* [Activity]: In the entries below, find the line containing "compact form (827,713)." and the line containing "Query: window". Copy those two lines and everything between them exactly, without the pictures.

* [Records shown]:

===============

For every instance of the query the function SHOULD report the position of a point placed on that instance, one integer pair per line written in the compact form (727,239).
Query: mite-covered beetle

===============

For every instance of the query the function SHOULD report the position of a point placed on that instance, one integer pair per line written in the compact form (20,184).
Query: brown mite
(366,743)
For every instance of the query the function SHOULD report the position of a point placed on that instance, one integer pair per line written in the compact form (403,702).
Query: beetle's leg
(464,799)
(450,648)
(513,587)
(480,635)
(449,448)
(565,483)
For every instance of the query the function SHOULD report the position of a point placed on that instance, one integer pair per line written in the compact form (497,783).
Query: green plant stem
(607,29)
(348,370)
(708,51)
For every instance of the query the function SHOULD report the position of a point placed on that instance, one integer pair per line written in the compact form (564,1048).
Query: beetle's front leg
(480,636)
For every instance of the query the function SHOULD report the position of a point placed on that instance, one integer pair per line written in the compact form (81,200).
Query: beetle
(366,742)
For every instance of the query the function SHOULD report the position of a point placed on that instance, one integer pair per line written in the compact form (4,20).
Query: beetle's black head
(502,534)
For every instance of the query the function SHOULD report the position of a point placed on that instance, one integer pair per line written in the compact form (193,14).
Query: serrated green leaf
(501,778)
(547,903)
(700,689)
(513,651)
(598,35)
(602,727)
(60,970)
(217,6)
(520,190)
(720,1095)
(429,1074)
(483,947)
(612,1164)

===============

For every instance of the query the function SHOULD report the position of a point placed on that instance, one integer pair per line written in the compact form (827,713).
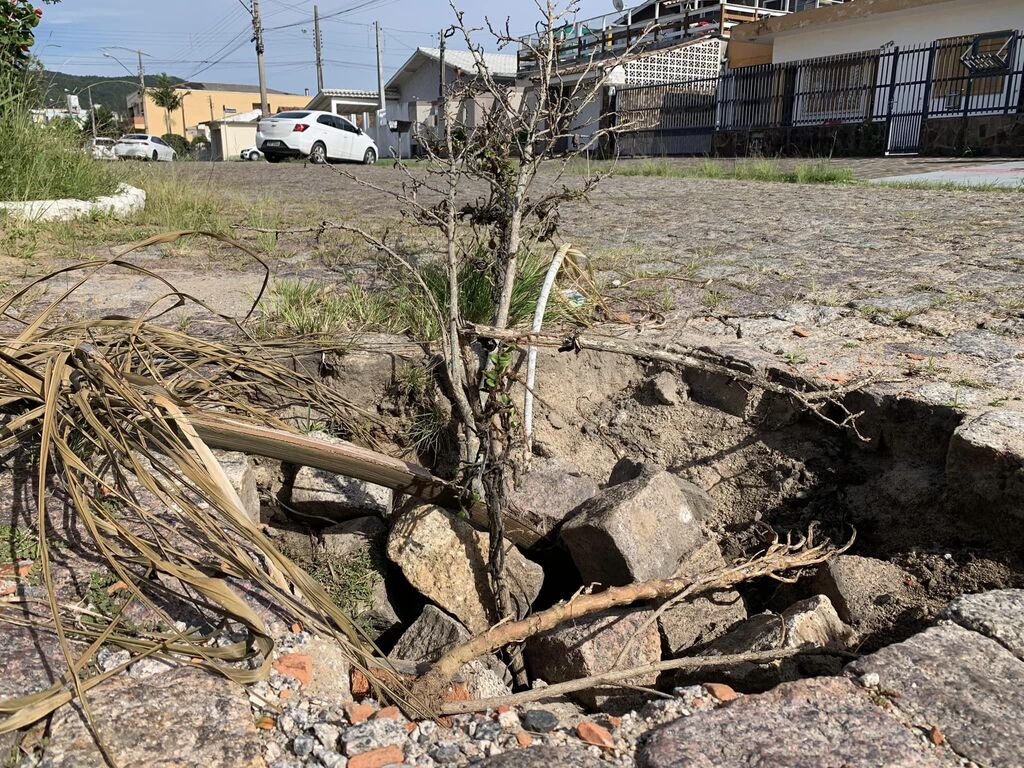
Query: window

===============

* [Written solution]:
For every instance of the query the function SHOULD report the position of a point placed on that instance, one integer pair per line written in the compact form (827,713).
Query: window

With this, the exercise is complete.